What you should do
From the television review below, reproduce the passage that starts at the words "Look, there’s been" and ends after "and total earnestness?", swapping "television" for "streaming content".

>> Begin Page text

Look, there’s been a lot of bad television this year. I’ve had the (dis)honor of reviewing some of these shows, but none have stretched my critical credulity quite as much as The Madness. It’s a mish-mash of genres, a political thriller-slash-murder mystery with some flat family drama to try to up the pathos of the proceedings, all coming together for a toothless, vague, and confused end product. It’s a series that lands even more awkwardly in November 2024, given how much the show thinks it has to say about contemporary American politics. After all, how can you possibly take a show seriously after the phrase “Antifa on meth with uzis” is uttered with complete and total earnestness?

>> End Page text
>> Begin Data shown

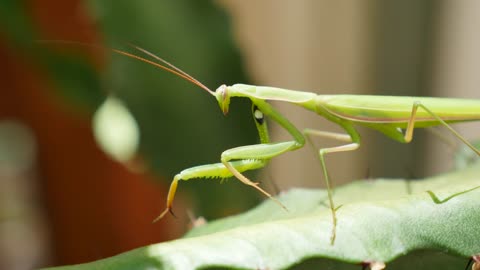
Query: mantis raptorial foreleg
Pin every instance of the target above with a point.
(353, 145)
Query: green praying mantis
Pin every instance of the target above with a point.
(396, 117)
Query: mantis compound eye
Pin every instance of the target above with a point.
(223, 98)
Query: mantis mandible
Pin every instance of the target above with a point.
(394, 116)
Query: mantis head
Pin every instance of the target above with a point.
(223, 98)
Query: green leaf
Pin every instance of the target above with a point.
(436, 219)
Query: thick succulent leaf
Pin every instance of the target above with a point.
(379, 220)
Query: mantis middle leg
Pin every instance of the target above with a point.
(353, 140)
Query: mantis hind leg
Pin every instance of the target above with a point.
(411, 126)
(217, 170)
(354, 142)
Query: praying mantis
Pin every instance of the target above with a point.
(394, 116)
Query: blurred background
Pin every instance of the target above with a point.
(90, 140)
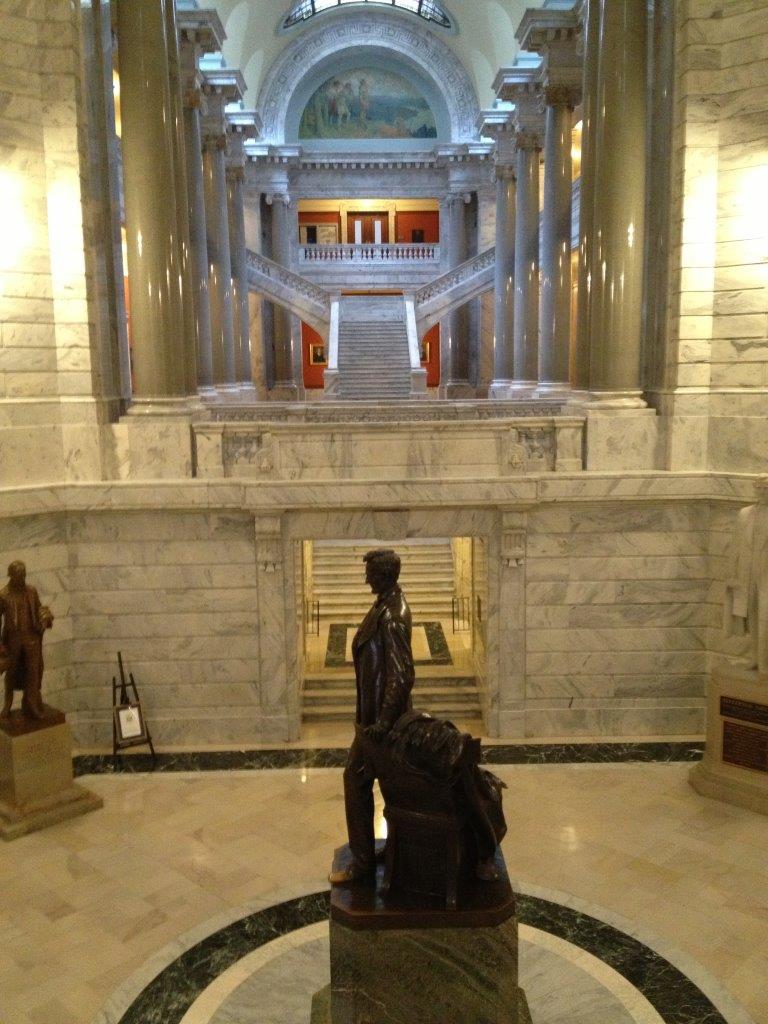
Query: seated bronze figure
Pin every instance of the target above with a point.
(443, 811)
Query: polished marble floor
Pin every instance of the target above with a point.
(93, 909)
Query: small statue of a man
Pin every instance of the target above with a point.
(747, 589)
(384, 675)
(24, 622)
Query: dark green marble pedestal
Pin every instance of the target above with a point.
(398, 961)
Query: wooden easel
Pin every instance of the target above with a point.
(121, 698)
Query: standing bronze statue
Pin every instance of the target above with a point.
(24, 622)
(443, 811)
(384, 676)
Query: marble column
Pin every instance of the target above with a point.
(155, 259)
(504, 291)
(287, 352)
(554, 351)
(219, 263)
(202, 33)
(186, 282)
(235, 178)
(619, 224)
(526, 263)
(454, 329)
(591, 44)
(199, 241)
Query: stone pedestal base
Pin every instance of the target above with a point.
(400, 960)
(734, 767)
(621, 438)
(37, 786)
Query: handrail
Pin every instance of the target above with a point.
(457, 275)
(282, 275)
(381, 253)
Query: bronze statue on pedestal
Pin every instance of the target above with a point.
(24, 622)
(443, 811)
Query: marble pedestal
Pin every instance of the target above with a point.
(37, 786)
(399, 961)
(734, 767)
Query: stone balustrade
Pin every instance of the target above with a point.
(411, 253)
(489, 450)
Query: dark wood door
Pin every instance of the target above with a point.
(367, 230)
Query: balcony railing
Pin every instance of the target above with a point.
(369, 254)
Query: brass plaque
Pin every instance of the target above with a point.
(744, 711)
(744, 745)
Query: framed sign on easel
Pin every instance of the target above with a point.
(129, 726)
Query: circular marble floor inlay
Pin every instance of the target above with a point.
(264, 969)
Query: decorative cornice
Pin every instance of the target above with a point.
(202, 29)
(383, 30)
(561, 95)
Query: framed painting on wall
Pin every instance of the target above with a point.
(320, 235)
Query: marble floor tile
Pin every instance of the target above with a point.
(89, 904)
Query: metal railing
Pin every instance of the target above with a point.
(461, 614)
(311, 619)
(410, 253)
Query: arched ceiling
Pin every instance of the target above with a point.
(485, 40)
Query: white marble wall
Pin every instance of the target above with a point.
(601, 596)
(46, 371)
(177, 593)
(619, 610)
(718, 359)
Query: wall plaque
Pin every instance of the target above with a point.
(744, 745)
(744, 711)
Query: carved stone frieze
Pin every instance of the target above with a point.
(384, 30)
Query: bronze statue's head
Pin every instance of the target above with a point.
(17, 573)
(382, 568)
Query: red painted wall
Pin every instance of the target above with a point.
(323, 218)
(432, 339)
(428, 221)
(312, 372)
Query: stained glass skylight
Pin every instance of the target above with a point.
(430, 10)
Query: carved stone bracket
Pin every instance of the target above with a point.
(514, 531)
(268, 544)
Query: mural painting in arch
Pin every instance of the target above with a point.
(367, 103)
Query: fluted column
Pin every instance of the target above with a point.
(242, 125)
(201, 32)
(591, 46)
(155, 259)
(526, 263)
(554, 352)
(499, 124)
(504, 363)
(186, 282)
(235, 178)
(619, 224)
(454, 329)
(286, 343)
(219, 263)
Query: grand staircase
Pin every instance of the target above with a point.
(374, 359)
(427, 579)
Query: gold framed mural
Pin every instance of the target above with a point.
(367, 103)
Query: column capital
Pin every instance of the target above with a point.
(200, 32)
(560, 94)
(527, 140)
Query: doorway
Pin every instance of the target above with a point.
(445, 587)
(368, 228)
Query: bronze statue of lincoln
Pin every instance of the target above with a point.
(384, 676)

>> End Data shown

Complete answer
Look, there’s been a lot of bad streaming content this year. I’ve had the (dis)honor of reviewing some of these shows, but none have stretched my critical credulity quite as much as The Madness. It’s a mish-mash of genres, a political thriller-slash-murder mystery with some flat family drama to try to up the pathos of the proceedings, all coming together for a toothless, vague, and confused end product. It’s a series that lands even more awkwardly in November 2024, given how much the show thinks it has to say about contemporary American politics. After all, how can you possibly take a show seriously after the phrase “Antifa on meth with uzis” is uttered with complete and total earnestness?